:: Given information ::
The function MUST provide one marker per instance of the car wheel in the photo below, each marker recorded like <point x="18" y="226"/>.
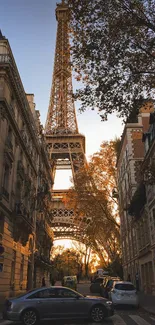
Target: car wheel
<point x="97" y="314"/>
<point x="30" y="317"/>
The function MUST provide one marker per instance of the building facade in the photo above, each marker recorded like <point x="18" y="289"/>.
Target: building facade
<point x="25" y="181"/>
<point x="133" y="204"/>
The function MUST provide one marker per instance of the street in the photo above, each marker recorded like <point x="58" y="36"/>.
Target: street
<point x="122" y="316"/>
:::
:: Given information ::
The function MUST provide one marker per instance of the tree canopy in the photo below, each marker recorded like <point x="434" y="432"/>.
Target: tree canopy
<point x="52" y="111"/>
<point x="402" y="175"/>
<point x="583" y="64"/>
:::
Directions: List every line of the items that contains the string "street", treating uppercase and lowercase letters as different.

Result for this exercise:
The function MUST provide one marker per instance of the street in the photo above, each marker recorded like <point x="58" y="36"/>.
Target: street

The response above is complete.